**WHAT YOU WILL DO:**
Copy the records below, from the line containing "Label the metal" through the last line; leave out pictures.

Entries taken from a collection:
§

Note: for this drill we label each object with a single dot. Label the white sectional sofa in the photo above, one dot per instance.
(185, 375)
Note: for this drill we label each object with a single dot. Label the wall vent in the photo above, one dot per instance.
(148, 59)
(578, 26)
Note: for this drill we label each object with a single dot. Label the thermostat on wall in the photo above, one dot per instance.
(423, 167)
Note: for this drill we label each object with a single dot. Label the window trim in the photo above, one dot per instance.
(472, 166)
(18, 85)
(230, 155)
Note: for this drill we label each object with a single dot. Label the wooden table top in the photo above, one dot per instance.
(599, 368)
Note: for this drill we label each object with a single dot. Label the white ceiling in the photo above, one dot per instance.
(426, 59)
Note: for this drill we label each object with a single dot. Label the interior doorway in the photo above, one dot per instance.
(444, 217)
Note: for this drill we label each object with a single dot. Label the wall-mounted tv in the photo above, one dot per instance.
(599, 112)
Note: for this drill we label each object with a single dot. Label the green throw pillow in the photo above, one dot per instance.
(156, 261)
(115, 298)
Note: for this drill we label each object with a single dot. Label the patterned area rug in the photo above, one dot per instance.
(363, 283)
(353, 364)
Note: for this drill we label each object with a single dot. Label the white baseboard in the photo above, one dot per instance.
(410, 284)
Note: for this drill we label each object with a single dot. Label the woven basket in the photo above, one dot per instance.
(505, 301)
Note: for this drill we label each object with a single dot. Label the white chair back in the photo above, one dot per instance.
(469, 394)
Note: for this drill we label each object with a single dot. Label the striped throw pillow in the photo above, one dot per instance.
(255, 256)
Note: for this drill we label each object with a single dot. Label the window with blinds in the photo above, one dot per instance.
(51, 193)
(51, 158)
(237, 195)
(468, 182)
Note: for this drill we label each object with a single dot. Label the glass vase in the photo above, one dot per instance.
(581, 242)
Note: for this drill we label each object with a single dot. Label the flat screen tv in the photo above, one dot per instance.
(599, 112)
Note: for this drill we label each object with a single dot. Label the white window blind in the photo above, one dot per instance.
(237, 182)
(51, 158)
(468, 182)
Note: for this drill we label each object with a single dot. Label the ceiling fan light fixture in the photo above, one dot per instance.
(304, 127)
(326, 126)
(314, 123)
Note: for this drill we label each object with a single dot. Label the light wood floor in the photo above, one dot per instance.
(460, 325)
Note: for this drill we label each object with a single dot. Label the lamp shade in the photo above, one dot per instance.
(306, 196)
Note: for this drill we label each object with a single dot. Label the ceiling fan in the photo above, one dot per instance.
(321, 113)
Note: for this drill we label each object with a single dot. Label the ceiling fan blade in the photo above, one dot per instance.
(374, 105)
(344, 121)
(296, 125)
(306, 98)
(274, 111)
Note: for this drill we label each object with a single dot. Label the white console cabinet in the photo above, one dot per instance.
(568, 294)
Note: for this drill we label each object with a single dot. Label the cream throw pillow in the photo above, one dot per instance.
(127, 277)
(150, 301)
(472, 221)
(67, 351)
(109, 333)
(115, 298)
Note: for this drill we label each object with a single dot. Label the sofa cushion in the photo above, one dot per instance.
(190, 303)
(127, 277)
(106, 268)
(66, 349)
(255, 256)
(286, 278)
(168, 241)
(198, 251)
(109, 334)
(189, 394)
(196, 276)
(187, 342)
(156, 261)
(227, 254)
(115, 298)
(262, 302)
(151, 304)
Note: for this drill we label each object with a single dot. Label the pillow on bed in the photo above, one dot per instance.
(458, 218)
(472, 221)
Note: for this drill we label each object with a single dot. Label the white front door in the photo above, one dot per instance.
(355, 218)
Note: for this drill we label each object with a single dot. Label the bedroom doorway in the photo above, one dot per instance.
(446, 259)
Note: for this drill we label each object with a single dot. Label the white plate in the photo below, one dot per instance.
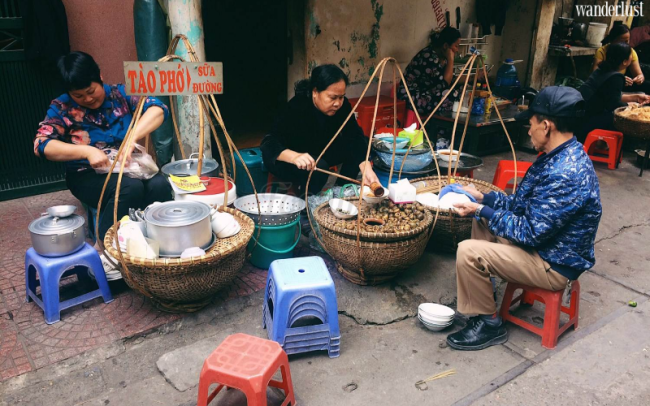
(339, 204)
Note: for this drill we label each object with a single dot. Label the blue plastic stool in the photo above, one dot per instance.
(298, 288)
(52, 269)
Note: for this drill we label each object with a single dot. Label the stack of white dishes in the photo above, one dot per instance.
(435, 316)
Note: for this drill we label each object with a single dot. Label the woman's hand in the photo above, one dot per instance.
(304, 161)
(97, 158)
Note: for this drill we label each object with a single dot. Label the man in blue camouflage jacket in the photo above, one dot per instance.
(541, 236)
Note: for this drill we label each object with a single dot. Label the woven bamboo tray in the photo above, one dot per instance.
(382, 256)
(451, 229)
(188, 284)
(630, 126)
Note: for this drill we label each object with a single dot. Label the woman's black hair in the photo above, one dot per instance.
(617, 53)
(448, 36)
(78, 70)
(321, 78)
(616, 31)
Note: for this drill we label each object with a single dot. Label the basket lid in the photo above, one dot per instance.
(48, 225)
(176, 213)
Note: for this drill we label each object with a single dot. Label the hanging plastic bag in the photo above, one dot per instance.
(140, 166)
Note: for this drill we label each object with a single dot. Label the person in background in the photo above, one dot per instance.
(634, 78)
(80, 124)
(543, 235)
(602, 92)
(311, 119)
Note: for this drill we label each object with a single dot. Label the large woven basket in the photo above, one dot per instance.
(451, 229)
(630, 126)
(382, 256)
(188, 284)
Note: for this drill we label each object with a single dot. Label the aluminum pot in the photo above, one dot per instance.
(188, 167)
(178, 225)
(57, 236)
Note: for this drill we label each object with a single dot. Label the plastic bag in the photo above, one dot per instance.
(141, 165)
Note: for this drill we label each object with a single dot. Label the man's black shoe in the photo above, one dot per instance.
(478, 334)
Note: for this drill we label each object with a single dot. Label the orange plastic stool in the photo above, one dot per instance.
(246, 363)
(506, 172)
(613, 155)
(553, 301)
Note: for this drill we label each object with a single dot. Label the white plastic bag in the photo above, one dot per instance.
(141, 165)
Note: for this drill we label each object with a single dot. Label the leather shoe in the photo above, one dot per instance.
(477, 335)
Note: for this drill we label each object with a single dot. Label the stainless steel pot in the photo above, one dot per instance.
(57, 236)
(188, 167)
(178, 225)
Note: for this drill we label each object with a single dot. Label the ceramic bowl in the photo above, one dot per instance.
(343, 209)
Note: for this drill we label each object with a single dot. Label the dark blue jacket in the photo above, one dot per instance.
(555, 210)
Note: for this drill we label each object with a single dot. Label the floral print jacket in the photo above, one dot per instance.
(426, 83)
(104, 127)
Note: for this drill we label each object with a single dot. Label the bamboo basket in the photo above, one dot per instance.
(452, 229)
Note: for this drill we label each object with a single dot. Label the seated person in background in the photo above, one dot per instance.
(79, 124)
(308, 124)
(602, 92)
(634, 78)
(541, 236)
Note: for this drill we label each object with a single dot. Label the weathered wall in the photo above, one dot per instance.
(103, 29)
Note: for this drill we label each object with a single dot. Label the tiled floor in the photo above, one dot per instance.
(27, 343)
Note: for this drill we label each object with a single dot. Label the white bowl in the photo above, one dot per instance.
(370, 197)
(448, 155)
(436, 310)
(343, 209)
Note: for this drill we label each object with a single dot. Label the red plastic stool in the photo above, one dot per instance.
(506, 172)
(553, 301)
(246, 363)
(613, 155)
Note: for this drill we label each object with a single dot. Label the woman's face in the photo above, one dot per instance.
(330, 100)
(91, 97)
(623, 39)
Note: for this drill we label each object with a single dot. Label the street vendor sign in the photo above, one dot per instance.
(173, 78)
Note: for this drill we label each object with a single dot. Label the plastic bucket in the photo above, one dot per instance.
(275, 242)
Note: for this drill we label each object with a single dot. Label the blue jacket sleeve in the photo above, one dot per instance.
(553, 203)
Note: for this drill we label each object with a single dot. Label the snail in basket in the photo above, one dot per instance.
(388, 217)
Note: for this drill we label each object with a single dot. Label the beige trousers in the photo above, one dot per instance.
(485, 255)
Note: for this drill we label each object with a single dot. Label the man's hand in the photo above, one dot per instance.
(474, 192)
(97, 158)
(304, 161)
(466, 209)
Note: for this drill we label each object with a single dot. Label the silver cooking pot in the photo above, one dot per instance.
(178, 225)
(188, 167)
(57, 236)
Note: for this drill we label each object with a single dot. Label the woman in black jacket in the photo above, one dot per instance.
(307, 125)
(603, 90)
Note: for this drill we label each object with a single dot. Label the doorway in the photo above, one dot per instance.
(250, 38)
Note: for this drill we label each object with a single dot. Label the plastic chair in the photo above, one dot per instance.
(50, 271)
(613, 155)
(551, 330)
(299, 290)
(506, 172)
(246, 363)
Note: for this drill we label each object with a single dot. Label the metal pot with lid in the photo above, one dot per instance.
(178, 225)
(188, 167)
(57, 236)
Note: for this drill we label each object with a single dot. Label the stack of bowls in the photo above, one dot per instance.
(435, 316)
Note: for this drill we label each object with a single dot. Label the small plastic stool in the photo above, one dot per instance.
(553, 300)
(50, 271)
(246, 363)
(506, 172)
(613, 155)
(301, 288)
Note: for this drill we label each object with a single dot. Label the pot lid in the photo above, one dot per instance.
(187, 167)
(48, 225)
(215, 186)
(176, 213)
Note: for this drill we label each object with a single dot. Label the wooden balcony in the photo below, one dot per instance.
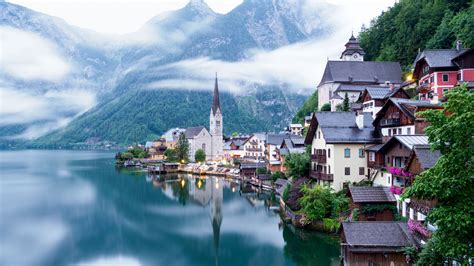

§

**FINAL ANSWER:**
Note: for this drill we label each object with a single dot. Label the metal pot with lid in the photo above, one dot per instance.
(178, 225)
(188, 167)
(57, 236)
Note: for this drill we label each object with a single dot. Label the stack of bowls in the photo above, one dot per instance.
(435, 316)
Note: for this drill we label each object with a single dot. Label the small plastic stool in the photo above, one dot per instance.
(553, 300)
(50, 271)
(246, 363)
(506, 172)
(613, 155)
(301, 288)
Note: for this drill we label each object with a single dot. Label the pot lid in the photo above, one dot per instance.
(187, 167)
(48, 225)
(215, 186)
(176, 213)
Note: for this drill we label each object with a single dot. Label the wooden balcony in the photo below, one dot per instance.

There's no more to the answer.